Mais Lui dormait

J.P Fuzier

Matthieu 8:23-27; Marc 4:35-41; Luc 8:22-25

Les Évangiles nous racontent quelques-unes seulement des choses que Jésus a faites (Jean 21:25); mais celles qu'ils relatent nous permettent de partager quelque peu l'émerveillement et la joie profonde des disciples au souvenir de ce que notre Seigneur était, de ce qu'il avait fait et enseigné pendant tout le temps où il «entrait et sortait» au milieu d'eux (Actes des Apôtres 1:21).

Le témoignage des évangélistes (et celui des apôtres) dirige ainsi les regards de nos cœurs vers le Seigneur Jésus, «oint de l'Esprit Saint et de puissance… qui a passé de lieu en lieu, faisant du bien… car Dieu était avec lui» (Actes des Apôtres 10:38).

Les trois premiers évangiles nous rapportent cette traversée du lac de Génésareth, où le Seigneur Jésus s'était endormi dans la nacelle, comme ils voguaient.

### Données fournies
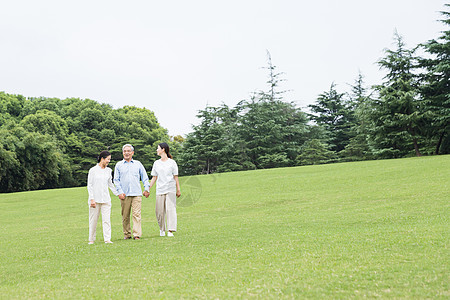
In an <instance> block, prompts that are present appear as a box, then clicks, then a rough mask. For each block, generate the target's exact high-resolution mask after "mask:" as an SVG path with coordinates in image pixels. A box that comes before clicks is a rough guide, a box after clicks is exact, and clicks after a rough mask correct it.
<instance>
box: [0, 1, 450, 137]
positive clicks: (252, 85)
mask: <svg viewBox="0 0 450 300" xmlns="http://www.w3.org/2000/svg"><path fill="white" fill-rule="evenodd" d="M445 3H448V1H444V0H376V1H373V0H370V1H369V0H322V1H301V0H239V1H236V0H228V1H213V0H191V1H182V0H172V1H153V0H130V1H117V0H107V1H104V0H89V1H86V0H77V1H61V0H39V1H35V0H14V1H6V0H5V1H1V2H0V91H4V92H6V93H9V94H20V95H23V96H25V97H41V96H42V97H57V98H60V99H65V98H72V97H75V98H81V99H87V98H88V99H92V100H96V101H98V102H100V103H108V104H111V105H112V106H113V107H114V108H120V107H123V106H125V105H134V106H137V107H145V108H148V109H150V110H152V111H153V112H154V113H155V116H156V117H157V119H158V121H159V123H160V124H161V126H163V127H164V128H167V129H168V131H169V134H170V135H186V134H187V133H189V132H191V131H192V125H193V124H198V118H197V117H196V114H197V112H198V110H201V109H204V108H205V107H206V106H218V105H221V104H222V103H225V104H226V105H228V106H231V107H232V106H234V105H236V104H237V103H238V102H239V101H241V100H244V99H249V98H250V96H251V95H252V94H253V93H254V92H257V91H260V90H268V86H267V83H266V82H267V80H268V72H267V70H266V69H264V67H267V51H269V52H270V55H271V57H272V63H273V65H275V66H276V67H277V71H279V72H283V73H284V74H283V78H284V79H285V80H286V81H284V82H282V84H281V85H280V87H279V88H280V90H288V91H289V92H287V93H286V94H284V97H285V99H284V100H285V101H289V102H294V103H295V104H296V105H297V106H299V107H301V108H303V109H305V110H306V107H307V105H309V104H312V103H314V102H315V100H316V99H317V97H318V95H319V94H321V93H323V92H324V91H327V90H328V89H329V88H330V85H331V84H332V83H333V82H334V83H335V84H336V88H337V90H338V92H348V91H349V90H350V85H351V84H353V83H354V82H355V80H356V78H357V77H358V74H359V72H361V73H362V74H363V76H364V78H365V82H366V85H368V86H370V85H373V84H379V83H381V80H382V78H383V76H384V75H385V72H384V71H383V70H380V69H379V67H378V65H377V64H376V62H377V61H378V60H379V59H380V58H381V57H383V55H384V52H383V51H384V50H385V49H386V48H391V49H395V45H394V44H393V37H394V32H395V30H397V32H398V33H399V34H400V35H401V36H403V38H404V41H405V43H406V45H407V47H409V48H412V47H414V46H416V45H417V44H419V43H422V42H426V41H428V40H430V39H435V38H438V37H439V36H440V32H441V31H443V30H447V29H448V28H446V27H445V26H444V24H442V23H441V22H439V21H437V20H439V19H442V16H441V14H440V13H439V11H442V10H444V9H445V8H444V4H445Z"/></svg>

### Travail demandé
[a] Selon le texte, quel lac Jésus et les disciples traversent-ils en barque ?
[b] Reproduisez fidèlement un passage du texte : commencez aux mots «Le témoignage des» et arrêtez-vous après «comme ils voguaient.».
[c] Relevez toutes les références bibliques (livre, chapitre et versets) citées dans le texte.

### Réponses numérotées
[a] Le lac de Génésareth.

[b]
Le témoignage des évangélistes (et celui des apôtres) dirige ainsi les regards de nos cœurs vers le Seigneur Jésus, «oint de l'Esprit Saint et de puissance… qui a passé de lieu en lieu, faisant du bien… car Dieu était avec lui» (Actes des Apôtres 10:38).

Les trois premiers évangiles nous rapportent cette traversée du lac de Génésareth, où le Seigneur Jésus s'était endormi dans la nacelle, comme ils voguaient.

[c]
Matthieu 8:23-27
Marc 4:35-41
Luc 8:22-25
Jean 21:25
Actes des Apôtres 1:21
Actes des Apôtres 10:38